§ Requirements
Rewrite the lines starting with the one that contains "Tell me, in the frame shown here, where is the riverbank" and ending with the last line, swapping "positioned" for "located" and keeping everything else the same. Return only those lines.

Excerpts from labeled region data:
--- start ---
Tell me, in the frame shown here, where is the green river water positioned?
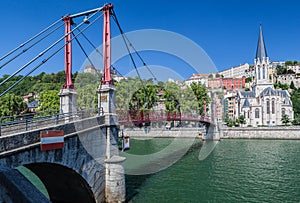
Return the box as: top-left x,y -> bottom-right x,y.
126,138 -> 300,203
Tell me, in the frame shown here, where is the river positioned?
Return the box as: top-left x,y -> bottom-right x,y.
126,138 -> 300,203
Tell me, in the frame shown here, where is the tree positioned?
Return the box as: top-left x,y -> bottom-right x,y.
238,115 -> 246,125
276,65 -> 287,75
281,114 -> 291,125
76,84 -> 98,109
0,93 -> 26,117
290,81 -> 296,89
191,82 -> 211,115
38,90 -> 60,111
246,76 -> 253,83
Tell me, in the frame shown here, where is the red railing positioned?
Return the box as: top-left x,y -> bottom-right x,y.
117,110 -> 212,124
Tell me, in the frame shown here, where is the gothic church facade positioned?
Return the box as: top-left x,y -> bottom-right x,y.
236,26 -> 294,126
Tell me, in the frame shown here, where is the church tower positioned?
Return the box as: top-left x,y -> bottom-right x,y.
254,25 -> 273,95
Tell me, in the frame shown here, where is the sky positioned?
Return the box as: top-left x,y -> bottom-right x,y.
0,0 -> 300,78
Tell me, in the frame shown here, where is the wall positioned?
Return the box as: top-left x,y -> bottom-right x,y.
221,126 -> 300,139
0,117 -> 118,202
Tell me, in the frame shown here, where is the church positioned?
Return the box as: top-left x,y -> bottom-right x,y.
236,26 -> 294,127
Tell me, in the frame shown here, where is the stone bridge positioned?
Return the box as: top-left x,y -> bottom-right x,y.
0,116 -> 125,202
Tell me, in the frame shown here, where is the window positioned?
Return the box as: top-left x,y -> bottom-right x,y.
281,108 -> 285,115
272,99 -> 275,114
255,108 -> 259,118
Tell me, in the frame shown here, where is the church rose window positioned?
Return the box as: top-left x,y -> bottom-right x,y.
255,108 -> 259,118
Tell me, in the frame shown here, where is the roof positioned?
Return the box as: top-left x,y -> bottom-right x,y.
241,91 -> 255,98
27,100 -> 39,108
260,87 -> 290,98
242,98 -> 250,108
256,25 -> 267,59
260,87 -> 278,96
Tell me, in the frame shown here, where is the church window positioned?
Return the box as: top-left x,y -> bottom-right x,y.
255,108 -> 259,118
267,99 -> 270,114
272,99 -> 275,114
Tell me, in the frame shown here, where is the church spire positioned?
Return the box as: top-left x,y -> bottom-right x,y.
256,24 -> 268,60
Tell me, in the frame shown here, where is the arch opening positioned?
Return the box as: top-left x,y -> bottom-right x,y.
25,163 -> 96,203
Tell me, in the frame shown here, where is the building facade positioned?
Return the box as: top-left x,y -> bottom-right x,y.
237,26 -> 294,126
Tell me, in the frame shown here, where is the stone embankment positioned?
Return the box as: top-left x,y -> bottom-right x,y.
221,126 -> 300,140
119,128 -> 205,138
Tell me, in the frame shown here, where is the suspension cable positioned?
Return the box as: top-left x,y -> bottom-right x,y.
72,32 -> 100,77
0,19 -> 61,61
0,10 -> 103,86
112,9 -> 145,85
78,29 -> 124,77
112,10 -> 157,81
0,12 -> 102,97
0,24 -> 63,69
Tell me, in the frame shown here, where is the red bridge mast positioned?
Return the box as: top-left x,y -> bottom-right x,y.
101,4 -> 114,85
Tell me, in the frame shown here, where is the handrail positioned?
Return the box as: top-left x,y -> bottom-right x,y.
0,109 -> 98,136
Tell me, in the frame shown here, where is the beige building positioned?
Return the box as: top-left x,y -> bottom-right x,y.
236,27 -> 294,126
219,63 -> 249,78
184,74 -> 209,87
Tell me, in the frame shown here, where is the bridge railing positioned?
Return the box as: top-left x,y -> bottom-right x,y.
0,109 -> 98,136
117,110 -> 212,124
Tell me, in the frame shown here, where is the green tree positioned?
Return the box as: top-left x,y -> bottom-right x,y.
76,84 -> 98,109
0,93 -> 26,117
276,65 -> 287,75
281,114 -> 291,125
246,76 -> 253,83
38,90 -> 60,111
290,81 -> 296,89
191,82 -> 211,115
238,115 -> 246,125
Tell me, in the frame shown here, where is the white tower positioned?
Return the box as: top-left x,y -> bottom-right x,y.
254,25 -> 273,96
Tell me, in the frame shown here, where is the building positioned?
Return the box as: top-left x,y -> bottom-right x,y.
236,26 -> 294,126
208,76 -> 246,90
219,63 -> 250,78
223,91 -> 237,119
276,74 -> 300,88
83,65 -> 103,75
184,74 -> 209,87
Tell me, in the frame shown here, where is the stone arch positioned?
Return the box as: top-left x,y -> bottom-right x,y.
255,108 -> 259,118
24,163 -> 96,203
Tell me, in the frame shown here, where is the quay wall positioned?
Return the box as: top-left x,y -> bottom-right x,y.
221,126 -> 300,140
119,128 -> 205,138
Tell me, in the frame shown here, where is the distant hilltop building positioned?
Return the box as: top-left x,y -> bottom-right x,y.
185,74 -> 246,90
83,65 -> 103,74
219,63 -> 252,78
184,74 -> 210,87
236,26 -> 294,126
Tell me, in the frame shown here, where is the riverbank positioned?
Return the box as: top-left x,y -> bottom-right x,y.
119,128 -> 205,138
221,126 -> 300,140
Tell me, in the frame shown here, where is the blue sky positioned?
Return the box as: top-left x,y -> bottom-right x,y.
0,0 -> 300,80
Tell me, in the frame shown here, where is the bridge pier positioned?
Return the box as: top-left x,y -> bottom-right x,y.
--- end ---
§ Result
Tell me, in the frame shown here, where is the riverbank located?
Return the box as: top-left x,y -> bottom-right x,y.
119,128 -> 205,138
221,126 -> 300,140
Tell me, in the frame shown here, where is the blue sky located?
Return the box as: top-left x,y -> bottom-right x,y.
0,0 -> 300,80
Tell me, in the frame shown here, where is the bridge pier located?
Return the box as: top-left x,y -> bottom-right x,y.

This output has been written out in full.